## Task directions
Copy out the whole listing below word for word, keeping every line in its original order.

## Task material
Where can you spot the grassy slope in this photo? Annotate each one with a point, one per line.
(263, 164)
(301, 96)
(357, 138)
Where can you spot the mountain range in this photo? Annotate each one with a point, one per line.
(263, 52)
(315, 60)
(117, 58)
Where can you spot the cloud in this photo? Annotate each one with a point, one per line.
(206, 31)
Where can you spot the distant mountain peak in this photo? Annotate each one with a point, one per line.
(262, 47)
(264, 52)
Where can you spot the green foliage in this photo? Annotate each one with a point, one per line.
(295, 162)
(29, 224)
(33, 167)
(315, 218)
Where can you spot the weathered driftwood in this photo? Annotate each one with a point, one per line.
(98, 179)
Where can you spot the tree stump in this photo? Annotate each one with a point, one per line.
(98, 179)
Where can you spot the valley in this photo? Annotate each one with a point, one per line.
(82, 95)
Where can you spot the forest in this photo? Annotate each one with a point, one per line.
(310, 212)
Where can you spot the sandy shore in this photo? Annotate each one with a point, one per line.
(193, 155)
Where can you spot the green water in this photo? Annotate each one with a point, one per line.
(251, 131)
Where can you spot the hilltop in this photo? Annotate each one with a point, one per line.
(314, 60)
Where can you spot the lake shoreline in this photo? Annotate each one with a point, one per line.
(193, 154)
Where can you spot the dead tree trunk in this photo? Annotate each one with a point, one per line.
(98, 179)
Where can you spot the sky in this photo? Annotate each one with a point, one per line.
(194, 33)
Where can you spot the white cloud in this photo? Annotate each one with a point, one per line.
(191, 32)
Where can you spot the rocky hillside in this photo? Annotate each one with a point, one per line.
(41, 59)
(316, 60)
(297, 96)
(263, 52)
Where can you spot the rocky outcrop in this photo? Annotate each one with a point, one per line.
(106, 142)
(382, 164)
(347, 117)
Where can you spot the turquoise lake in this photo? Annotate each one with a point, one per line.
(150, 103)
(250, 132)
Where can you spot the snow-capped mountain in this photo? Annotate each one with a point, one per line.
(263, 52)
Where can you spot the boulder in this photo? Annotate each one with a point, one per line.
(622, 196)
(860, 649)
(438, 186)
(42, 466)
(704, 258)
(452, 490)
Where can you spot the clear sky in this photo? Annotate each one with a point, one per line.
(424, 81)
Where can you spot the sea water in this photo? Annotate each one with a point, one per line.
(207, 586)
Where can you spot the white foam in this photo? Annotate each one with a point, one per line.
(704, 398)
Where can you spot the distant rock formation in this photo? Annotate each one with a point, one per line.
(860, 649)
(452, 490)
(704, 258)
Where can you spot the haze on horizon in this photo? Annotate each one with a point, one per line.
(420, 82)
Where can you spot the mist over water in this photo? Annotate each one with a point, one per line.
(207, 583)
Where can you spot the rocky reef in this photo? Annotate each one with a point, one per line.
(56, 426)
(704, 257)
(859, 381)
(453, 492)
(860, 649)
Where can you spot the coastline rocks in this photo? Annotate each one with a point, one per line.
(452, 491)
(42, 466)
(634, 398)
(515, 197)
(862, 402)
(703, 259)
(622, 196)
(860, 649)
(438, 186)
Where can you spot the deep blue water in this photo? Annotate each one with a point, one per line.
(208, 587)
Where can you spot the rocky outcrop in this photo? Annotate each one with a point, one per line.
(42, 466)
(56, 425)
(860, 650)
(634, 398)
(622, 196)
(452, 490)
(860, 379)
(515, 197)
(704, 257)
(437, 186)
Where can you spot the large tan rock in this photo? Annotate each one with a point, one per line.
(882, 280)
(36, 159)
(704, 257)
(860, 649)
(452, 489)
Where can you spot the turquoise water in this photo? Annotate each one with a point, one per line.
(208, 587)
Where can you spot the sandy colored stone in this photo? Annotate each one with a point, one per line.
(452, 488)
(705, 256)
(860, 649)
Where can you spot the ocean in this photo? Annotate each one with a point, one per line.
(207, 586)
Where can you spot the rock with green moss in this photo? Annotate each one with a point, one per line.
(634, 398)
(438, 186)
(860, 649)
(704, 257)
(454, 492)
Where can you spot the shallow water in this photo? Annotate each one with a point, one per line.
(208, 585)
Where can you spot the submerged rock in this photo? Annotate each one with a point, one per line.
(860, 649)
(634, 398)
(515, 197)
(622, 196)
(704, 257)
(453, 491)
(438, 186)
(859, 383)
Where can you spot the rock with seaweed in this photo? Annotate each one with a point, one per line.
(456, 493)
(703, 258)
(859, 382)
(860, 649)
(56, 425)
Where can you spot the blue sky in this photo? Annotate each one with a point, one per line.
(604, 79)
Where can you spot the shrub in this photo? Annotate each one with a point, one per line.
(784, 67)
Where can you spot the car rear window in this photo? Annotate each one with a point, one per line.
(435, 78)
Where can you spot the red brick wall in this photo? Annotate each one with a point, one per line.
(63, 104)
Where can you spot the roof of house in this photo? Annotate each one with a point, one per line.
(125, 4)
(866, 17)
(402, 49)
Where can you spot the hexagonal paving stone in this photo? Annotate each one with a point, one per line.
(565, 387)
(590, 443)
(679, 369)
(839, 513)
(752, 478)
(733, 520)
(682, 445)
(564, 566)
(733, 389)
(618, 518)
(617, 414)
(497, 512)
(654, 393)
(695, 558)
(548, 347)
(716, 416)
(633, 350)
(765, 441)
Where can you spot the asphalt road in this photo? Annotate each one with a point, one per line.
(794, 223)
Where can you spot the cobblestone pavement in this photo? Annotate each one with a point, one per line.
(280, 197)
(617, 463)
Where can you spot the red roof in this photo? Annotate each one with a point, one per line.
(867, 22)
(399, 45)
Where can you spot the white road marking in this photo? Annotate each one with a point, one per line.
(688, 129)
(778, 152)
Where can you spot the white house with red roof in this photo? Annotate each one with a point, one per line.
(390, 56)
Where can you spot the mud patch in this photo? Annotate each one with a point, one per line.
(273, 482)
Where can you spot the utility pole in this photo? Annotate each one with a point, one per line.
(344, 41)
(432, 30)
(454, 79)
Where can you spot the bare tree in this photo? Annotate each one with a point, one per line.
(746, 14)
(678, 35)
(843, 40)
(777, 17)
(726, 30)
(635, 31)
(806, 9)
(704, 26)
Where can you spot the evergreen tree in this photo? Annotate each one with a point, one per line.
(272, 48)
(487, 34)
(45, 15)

## Result for this task
Where can you spot the grassy slope in this photo? Annotate each one with a point, one per line.
(263, 164)
(301, 96)
(357, 138)
Where can you spot the mountain range in this photo? Annotate each one with a point, one per line.
(263, 52)
(315, 60)
(117, 58)
Where can you spot the cloud in this photo? Annotate each one with a point, one per line.
(206, 31)
Where can you spot the distant mountain peak in this photo? Annotate each one with a point, one per line.
(262, 47)
(264, 52)
Where can you spot the green foliage in this photo? Annotate each one with a point, one per line.
(295, 162)
(29, 224)
(33, 167)
(315, 218)
Where can you spot the weathered driftwood in this photo? Annotate each one with a point, one per line.
(98, 179)
Where can you spot the tree stump in this photo? Annotate each one with a point, one per line.
(98, 179)
Where can you spot the valley in this photo? Annotate each one with a point, one per line.
(82, 95)
Where can you spot the forest in this photo? Annotate each one with a point, one per line.
(310, 212)
Where can you spot the sandy shore in this photo? Annotate each one with a point, one per line.
(193, 155)
Where can you spot the green water in this photo? Annotate each one with a point, one per line.
(251, 131)
Where can you spot the hilltop in this photo? Annotate each one with a point, one per line.
(314, 60)
Where can you spot the lake shoreline in this photo? Annotate each one with a point, one per line.
(193, 154)
Where can you spot the dead tree trunk in this photo? Annotate each one with a point, one per line.
(98, 179)
Where can you spot the sky in this photo? Annotate each one with a point, one per line.
(194, 33)
Where can you spot the white cloud in this photo? Annotate each one with a point, one per line.
(191, 32)
Where can you spot the rocky hillside in this photo? Annotate each one with a point, one per line.
(41, 59)
(316, 60)
(297, 96)
(263, 52)
Where can you spot the rocky outcrop in this photo? Annotate each one with a point, one per line.
(106, 142)
(382, 164)
(347, 117)
Where can you spot the turquoise lake in this photo? Annotate each one with a point, one per line.
(150, 103)
(250, 132)
Where can you spot the snow-capped mountain in this photo? Annotate each one with a point, one per line.
(263, 52)
Where can you spot the boulder in this photo? Annotate each one with a point, one per line.
(622, 196)
(860, 649)
(438, 186)
(42, 466)
(704, 258)
(452, 490)
Where can you spot the clear sky in this photo? Annotate each one with a point, one per line.
(424, 81)
Where can you spot the sea water in this photo? Annotate each one with a point, one per line.
(207, 586)
Where can you spot the white foam in this photo? Annotate each one with a point, one per line.
(704, 398)
Where can you spot the distant rock formation in this photo? Annotate each one with a point, one per line.
(860, 649)
(452, 490)
(704, 258)
Where can you spot the haze on horizon in this photo? Annotate each one with a point, one per line.
(420, 82)
Where can you spot the mist over water in this photo? Annotate each one with a point, one per line.
(207, 583)
Where can you spot the rocky reef in this photo? Annotate each one with a point, one per line.
(56, 426)
(704, 257)
(859, 381)
(453, 492)
(860, 649)
Where can you spot the coastline rocks in this photo? Annotate each one with a point, one per line.
(452, 491)
(42, 466)
(634, 398)
(515, 197)
(862, 402)
(703, 259)
(622, 196)
(860, 649)
(438, 186)
Where can you spot the deep blue water in this photo? Annotate each one with a point, one per line.
(208, 587)
Where can you spot the rocky outcrop in this photo? Annotate each one with a point, one per line.
(42, 466)
(56, 425)
(860, 650)
(634, 398)
(622, 196)
(452, 490)
(860, 379)
(515, 197)
(704, 257)
(437, 186)
Where can you spot the large tan rock in this photo? Annotate each one with a point, one per line.
(882, 280)
(36, 159)
(704, 257)
(860, 649)
(452, 489)
Where can you spot the turquoise water in this photo? Annotate each one with a point, one per line.
(208, 587)
Where can you spot the sandy colored stone in this photo? Annotate each one with a point, one per line.
(452, 488)
(705, 256)
(860, 649)
Where can you spot the ocean in this photo? Annotate each one with a point, one per line.
(207, 586)
Where can you spot the rock with green moss in this photo? Annotate each one with a point, one per line.
(634, 398)
(438, 186)
(860, 649)
(704, 257)
(454, 492)
Where can you spot the shallow water in this photo? Annotate each one with a point, one per line.
(208, 585)
Where can you spot the submerged rock in this photo? Annotate each one with a point, one per line.
(860, 649)
(634, 398)
(515, 197)
(622, 196)
(704, 257)
(453, 491)
(438, 186)
(859, 383)
Where can you spot the rock with seaweed in this photo? Annotate each one with a point, one per line.
(456, 493)
(703, 258)
(859, 382)
(860, 649)
(56, 425)
Where can you spot the blue sky in this photo? Annotate each one with a point, one per line.
(604, 79)
Where can you spot the shrub in this photo? Annotate each one with a point, one per line.
(784, 67)
Where can you spot the car rear window in this photo? Annotate each one with a point, one per line.
(435, 78)
Where can you spot the red brick wall in this photo? Annotate each one with a point, one per line.
(63, 104)
Where can you spot the roof of house in this photo? Annotate each one with a point, one per line.
(125, 4)
(866, 17)
(402, 49)
Where can you spot the hexagonal paving stone in this photo? Annotate each one with a point, one per line.
(565, 387)
(590, 443)
(679, 369)
(839, 513)
(752, 478)
(733, 520)
(682, 445)
(564, 566)
(733, 389)
(618, 518)
(617, 414)
(497, 512)
(654, 393)
(695, 558)
(548, 347)
(716, 416)
(633, 350)
(765, 441)
Where can you spot the asphalt road in this photo? Annotate each one with a point, one per line.
(794, 223)
Where can you spot the cobblestone pavement in this photo? Annotate each one with a point, one per line.
(280, 197)
(617, 463)
Where can you spot the red roof in this photo? Annotate each one with a point, one per line.
(867, 22)
(399, 45)
Where can you spot the white road marking in this photo? Annotate each one with a point, one per line.
(688, 129)
(778, 152)
Where can you spot the white house with red roof in this photo? Annotate each one with a point, one per line.
(390, 56)
Where can you spot the mud patch in this photo? Annotate each one with a point, one per line.
(273, 482)
Where can you spot the utility pole in this photo? Annotate each one with a point, one per line.
(344, 41)
(432, 30)
(454, 79)
Where can you spot the bare tree in this photo? Annotate each one with a point, one per line.
(746, 14)
(678, 35)
(843, 40)
(777, 17)
(726, 30)
(635, 31)
(806, 9)
(704, 26)
Where can you spot the evergreen tree in this photo? Annotate each one with a point, one per line.
(272, 48)
(487, 34)
(45, 15)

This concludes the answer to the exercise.